:: INSTRUCTIONS FOR THE TASK ::
Each entry needs to be reproduced exactly, with none left out.

:: SOURCE DATA ::
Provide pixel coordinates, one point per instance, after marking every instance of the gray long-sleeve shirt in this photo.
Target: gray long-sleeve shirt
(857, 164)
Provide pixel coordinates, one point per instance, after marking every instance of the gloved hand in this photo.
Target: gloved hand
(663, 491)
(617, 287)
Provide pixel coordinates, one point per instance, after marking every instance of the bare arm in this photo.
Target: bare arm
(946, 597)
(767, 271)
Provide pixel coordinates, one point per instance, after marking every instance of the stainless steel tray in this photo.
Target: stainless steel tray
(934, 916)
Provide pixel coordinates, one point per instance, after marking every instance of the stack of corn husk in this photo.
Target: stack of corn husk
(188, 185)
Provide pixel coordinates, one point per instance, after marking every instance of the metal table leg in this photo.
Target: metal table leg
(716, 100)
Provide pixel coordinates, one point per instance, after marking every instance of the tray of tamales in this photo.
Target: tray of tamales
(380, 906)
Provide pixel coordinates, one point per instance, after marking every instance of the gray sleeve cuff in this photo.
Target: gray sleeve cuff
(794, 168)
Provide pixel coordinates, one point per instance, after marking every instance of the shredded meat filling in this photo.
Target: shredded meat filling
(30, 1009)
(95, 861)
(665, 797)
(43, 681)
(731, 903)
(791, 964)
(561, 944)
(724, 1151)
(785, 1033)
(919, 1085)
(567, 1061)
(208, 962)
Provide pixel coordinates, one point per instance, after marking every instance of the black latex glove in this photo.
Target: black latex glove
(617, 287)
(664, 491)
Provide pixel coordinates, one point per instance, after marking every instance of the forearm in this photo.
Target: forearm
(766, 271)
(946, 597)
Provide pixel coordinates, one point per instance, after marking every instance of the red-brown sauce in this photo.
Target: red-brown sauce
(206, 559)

:: RESPONSE TO THIS EXERCISE ::
Provide pixel coordinates, one point per instance, after marking every instance of the gray long-sleeve shirt in this photo.
Target: gray long-sleeve shirt
(857, 164)
Provide pixel coordinates, one point per instance, after marking every instance of the gloved hand in this photo.
Target: gloved hand
(663, 491)
(617, 287)
Provide pixel coordinates, one point per instance, after marking every instance of the bare arm in this photo.
Target: bare arm
(946, 597)
(767, 271)
Provide pixel coordinates, one point per instance, after marking every instance of the stainless steel tray in this photo.
Target: stainless steel tray
(934, 916)
Provide pixel coordinates, one point per instance, after marking every instance of the stack of corn husk in this photo.
Target: stack of corn husk
(188, 185)
Provide pixel coordinates, one point per instance, after marking every instance of the metal table leg in this photo.
Target: metal table leg
(716, 100)
Provide pixel coordinates, one point per instance, after marking every instance of the tray of tamales in this photo.
Target: tray of tamales
(380, 906)
Provide pixel coordinates, one point per instance, after marking every instance of the gray sleeve cuff in this photo.
Target: gray sleeve cuff
(794, 168)
Provide pixel coordinates, one point per instance, after marking every instance of the shredded meat filling in this photo.
Target: shredded meat filling
(30, 1009)
(95, 861)
(665, 797)
(43, 681)
(731, 903)
(791, 964)
(561, 944)
(724, 1151)
(785, 1033)
(919, 1085)
(567, 1061)
(208, 962)
Provide pixel coordinates, one point per instance, after marking every instance of the black latex glove in this photo.
Target: black latex glove
(617, 287)
(664, 491)
Provide pixel coordinates, one point per instance, after marking every instance of the forearm in this photo.
Target: forearm
(766, 271)
(946, 597)
Provide pixel coordinates, one point per instance, after marking every instance of the red-brown sauce in this photo.
Target: red-brown sauce
(206, 559)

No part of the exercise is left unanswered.